## Entries from an annotation dataset
— Begin —

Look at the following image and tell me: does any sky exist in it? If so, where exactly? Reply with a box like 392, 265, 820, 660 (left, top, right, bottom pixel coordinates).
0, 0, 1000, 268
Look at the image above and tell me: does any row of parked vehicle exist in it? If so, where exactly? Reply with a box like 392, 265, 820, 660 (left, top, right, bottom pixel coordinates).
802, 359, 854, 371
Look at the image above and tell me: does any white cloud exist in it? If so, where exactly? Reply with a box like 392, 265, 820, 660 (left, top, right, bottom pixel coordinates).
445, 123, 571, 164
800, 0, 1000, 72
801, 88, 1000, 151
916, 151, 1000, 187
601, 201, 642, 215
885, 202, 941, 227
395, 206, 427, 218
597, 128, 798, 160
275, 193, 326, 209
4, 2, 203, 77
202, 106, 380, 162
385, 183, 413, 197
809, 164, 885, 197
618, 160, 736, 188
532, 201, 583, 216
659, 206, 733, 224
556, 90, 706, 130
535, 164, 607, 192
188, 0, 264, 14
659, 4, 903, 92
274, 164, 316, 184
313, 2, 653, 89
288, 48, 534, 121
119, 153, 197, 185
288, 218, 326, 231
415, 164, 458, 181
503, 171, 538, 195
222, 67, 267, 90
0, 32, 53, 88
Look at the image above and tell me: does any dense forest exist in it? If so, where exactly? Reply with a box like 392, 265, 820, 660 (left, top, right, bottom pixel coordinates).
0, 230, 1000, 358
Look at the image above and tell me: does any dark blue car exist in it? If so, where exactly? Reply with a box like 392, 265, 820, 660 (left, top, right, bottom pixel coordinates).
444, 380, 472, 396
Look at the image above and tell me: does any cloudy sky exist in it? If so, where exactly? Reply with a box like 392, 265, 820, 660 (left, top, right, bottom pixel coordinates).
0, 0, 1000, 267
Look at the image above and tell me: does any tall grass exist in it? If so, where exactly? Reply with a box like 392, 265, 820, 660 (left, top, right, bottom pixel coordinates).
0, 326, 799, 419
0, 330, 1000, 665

— End —

## WORK TO COMPLETE
Rewrite the data above, starting with the line that contains "Look at the image above and tell me: does any white" and going on through the line that contains "0, 32, 53, 88", keeping every line. Multiply each coordinate in the answer boxes by 0.85 and round to whole numbers, halves up, leaving the sample box in the wording unchanged.

## ANSWER TO THIS EXERCISE
Look at the image above and tell me: does any white cloud exist in it? If so, where exactly? Reply with a box like 392, 265, 820, 660 (left, top, right, bottom pixel coordinates).
378, 105, 485, 139
680, 0, 850, 61
681, 75, 850, 128
779, 128, 850, 159
511, 171, 546, 183
752, 172, 800, 193
336, 175, 363, 185
507, 109, 678, 136
234, 164, 277, 178
3, 2, 173, 65
172, 90, 323, 138
327, 156, 351, 167
688, 139, 752, 167
525, 136, 626, 160
452, 171, 496, 184
560, 175, 623, 190
473, 77, 600, 111
455, 139, 516, 163
160, 0, 224, 12
560, 3, 768, 78
233, 139, 269, 156
266, 2, 555, 76
245, 41, 454, 103
101, 130, 167, 157
245, 185, 277, 196
353, 139, 389, 154
428, 145, 457, 166
189, 57, 227, 77
0, 27, 45, 75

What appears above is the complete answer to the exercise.